◆ EXERCISE MATERIAL ◆
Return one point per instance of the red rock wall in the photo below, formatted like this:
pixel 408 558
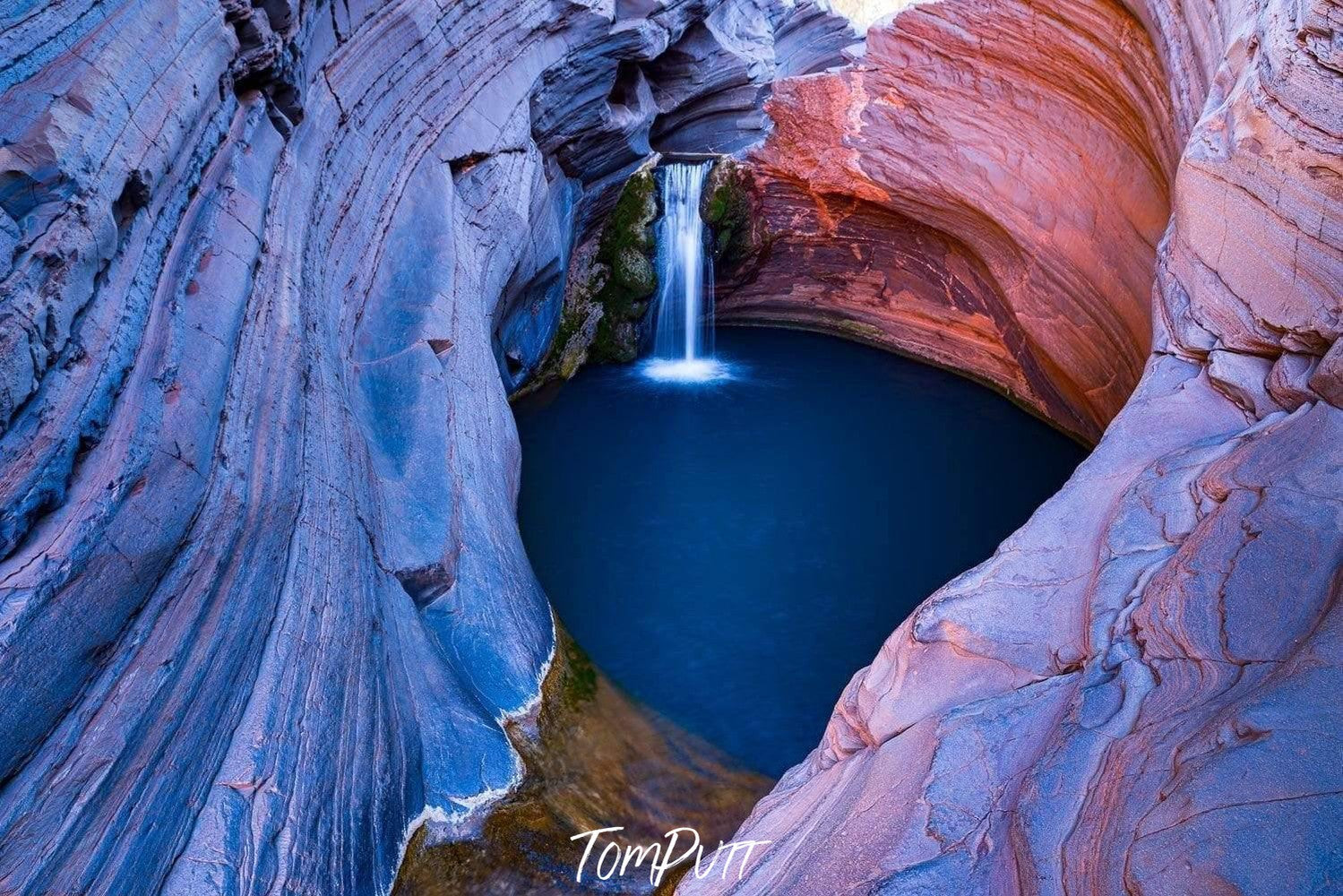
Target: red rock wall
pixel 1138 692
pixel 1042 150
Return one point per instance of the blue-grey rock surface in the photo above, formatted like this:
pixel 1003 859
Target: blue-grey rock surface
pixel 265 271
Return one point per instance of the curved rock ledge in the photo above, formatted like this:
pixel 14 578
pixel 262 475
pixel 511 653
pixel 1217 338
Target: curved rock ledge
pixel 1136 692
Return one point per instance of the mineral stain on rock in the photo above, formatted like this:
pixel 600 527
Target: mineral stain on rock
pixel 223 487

==

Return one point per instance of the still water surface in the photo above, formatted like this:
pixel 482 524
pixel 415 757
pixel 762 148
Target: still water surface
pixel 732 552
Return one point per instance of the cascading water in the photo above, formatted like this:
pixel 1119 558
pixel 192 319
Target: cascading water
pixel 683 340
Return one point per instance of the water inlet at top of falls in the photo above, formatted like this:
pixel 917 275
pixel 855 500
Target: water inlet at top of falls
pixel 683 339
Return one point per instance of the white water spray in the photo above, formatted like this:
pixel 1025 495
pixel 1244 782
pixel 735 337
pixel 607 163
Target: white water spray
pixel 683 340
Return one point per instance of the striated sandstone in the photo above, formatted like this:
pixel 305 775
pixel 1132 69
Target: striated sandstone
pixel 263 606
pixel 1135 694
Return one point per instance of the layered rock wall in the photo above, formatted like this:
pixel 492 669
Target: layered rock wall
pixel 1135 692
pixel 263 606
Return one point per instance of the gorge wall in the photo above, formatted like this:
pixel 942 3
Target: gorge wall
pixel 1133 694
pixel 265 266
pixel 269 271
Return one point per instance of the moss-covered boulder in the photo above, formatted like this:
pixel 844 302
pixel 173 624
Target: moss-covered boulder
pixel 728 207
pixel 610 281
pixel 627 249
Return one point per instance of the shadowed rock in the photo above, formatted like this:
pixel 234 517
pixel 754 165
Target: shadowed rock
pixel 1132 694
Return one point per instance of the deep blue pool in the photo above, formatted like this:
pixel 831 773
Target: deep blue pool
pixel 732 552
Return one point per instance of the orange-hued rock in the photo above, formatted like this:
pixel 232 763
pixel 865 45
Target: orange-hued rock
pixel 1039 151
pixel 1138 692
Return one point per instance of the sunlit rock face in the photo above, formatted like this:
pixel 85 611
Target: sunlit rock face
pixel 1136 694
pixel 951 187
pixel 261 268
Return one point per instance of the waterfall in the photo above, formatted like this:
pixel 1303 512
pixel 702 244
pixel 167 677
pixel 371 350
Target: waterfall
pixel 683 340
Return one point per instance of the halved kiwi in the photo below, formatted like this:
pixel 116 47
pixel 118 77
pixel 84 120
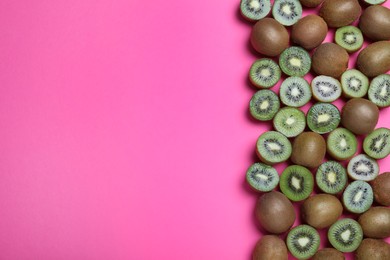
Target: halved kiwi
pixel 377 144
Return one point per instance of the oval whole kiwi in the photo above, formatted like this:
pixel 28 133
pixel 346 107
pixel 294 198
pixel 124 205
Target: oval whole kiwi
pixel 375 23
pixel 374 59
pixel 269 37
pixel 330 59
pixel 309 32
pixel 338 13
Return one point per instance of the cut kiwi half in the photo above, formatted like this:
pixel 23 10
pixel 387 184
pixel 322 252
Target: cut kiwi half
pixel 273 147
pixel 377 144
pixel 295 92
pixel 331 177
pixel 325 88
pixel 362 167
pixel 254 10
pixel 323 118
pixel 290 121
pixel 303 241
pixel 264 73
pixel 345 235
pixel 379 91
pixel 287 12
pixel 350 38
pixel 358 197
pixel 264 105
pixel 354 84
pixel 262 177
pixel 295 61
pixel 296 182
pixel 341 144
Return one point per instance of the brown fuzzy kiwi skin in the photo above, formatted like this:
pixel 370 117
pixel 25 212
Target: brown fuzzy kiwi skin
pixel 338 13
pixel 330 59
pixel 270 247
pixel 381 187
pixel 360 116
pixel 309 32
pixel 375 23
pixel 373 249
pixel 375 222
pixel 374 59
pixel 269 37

◆ WORK TASK ◆
Output the material above exactly, but only from the line that carries "pixel 1244 782" through the line that carries "pixel 232 763".

◆ ANSWER TO THE EXERCISE ◆
pixel 1244 782
pixel 735 337
pixel 607 163
Target: white water spray
pixel 683 340
Return one point per instance of the striated sandstone in the photo above, formatted like this:
pixel 305 775
pixel 1132 69
Target: striated sandstone
pixel 263 606
pixel 1135 694
Return one point per instance of the layered rock wall in the photo above, formatted like this:
pixel 492 669
Target: layered rock wall
pixel 1135 692
pixel 263 606
Return one point per instance of the gorge wall in the photo above, formatted like this:
pixel 942 3
Target: gorge wall
pixel 1133 694
pixel 265 266
pixel 269 271
Return one point per instance of the moss-covered boulder in the photo above, formatted like this:
pixel 844 302
pixel 173 624
Target: moss-covered boulder
pixel 728 207
pixel 610 281
pixel 627 249
Return one point per instance of the shadowed rock in the photo above, formatted like this:
pixel 234 517
pixel 754 165
Target: shadowed rock
pixel 1132 694
Return one point per instance of the deep blue pool in the photo above, formatted like this:
pixel 831 773
Target: deep blue pool
pixel 732 552
Return one point per instance of the orange-hued rock in the photo above, formatted like this:
pixel 232 763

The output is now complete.